From the preceding formulas it follows that:

\[ \Psi_1(\mathbf r)= \begin{cases} \dfrac{1}{2}-\dfrac{x}{\delta} +\dfrac{\sqrt{3}}{\pi\xi^2}\displaystyle\sum_{k=1}^{\infty} \cos\dfrac{\pi x(2k-1)}{\delta}\,S_k(\xi), & \omega=1,\ R_{mn}>0, \\[1.4em] \dfrac{\sqrt{3}}{4\pi\xi}\displaystyle\sum_{mn} \left( \dfrac{1}{\sqrt{a_{mn}^2+\xi^2(x/\delta)^2}} - \dfrac{1}{\sqrt{a_{mn}^2+\xi^2(1-x/\delta)^2}} \right), & \omega=0,\ R_{mn}>0, \\[1.4em] \dfrac{\sqrt{3}}{2\pi\xi^2}\displaystyle\sum_{k=1}^{\infty} \left\{ \cos\dfrac{\pi x(2k-1)}{2\delta} + (-1)^k\sin\dfrac{\pi x(2k-1)}{2\delta} \right\}S_k(2\xi), & \omega=-1,\ R_{mn}>0, \end{cases} \]

where

\[ a_{mn}=\frac{R_{mn}}{r_0};\qquad S_k(t)=\sum_{mn}K_0\!\left(\frac{\pi(2k-1)a_{mn}}{t}\right); \]

\[ \Psi_2(\mathbf r)= \begin{cases} 0, & \text{if } R_{mn}>0 \text{ for any } m,n; \\[1em] \dfrac{\sqrt{3}}{4\pi\xi^2}\left(\dfrac{\delta}{|x|}-Q(x)\right), & \text{if } y=y_{m_0,n_0},\ z=z_{m_0,n_0}. \end{cases} \]

The dimensionless component of the field strength along the \(x\)-axis, which we shall denote by

\[ E(\mathbf r)=-(\partial \Psi(\mathbf r)/\partial x)\delta, \]

is equal to

\[ E(\mathbf r)=E_1(\mathbf r)+E_2(\mathbf r), \]

Fig. 1. Distribution of the potential \(\Psi^{B}\) and the electric-field strength \(E^{B}\) in the dense part of the double electric layer.
\(1, 2, 3\) — \(\xi=0.5;\quad 1', 2', 3'\) — \(\xi=0.1;\quad 1\) and \(1'\) — \(\omega=1;\)

-------------------------

→ What is required: Copy the part of the double-electric-layer passage that opens with "The dimensionless component" and closes with "and \(1'\) — \(\omega=1;\)", switching "dense" to "diffuse".

→ Data shown:
-------------------------

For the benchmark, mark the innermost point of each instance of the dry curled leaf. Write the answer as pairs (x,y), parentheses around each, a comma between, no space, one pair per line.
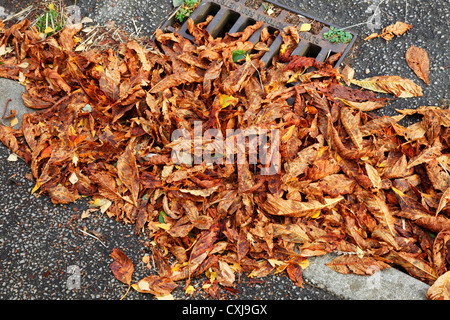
(122,267)
(401,88)
(340,178)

-------------------------

→ Exercise answer:
The dimensionless component of the field strength along the \(x\)-axis, which we shall denote by

\[ E(\mathbf r)=-(\partial \Psi(\mathbf r)/\partial x)\delta, \]

is equal to

\[ E(\mathbf r)=E_1(\mathbf r)+E_2(\mathbf r), \]

Fig. 1. Distribution of the potential \(\Psi^{B}\) and the electric-field strength \(E^{B}\) in the diffuse part of the double electric layer.
\(1, 2, 3\) — \(\xi=0.5;\quad 1', 2', 3'\) — \(\xi=0.1;\quad 1\) and \(1'\) — \(\omega=1;\)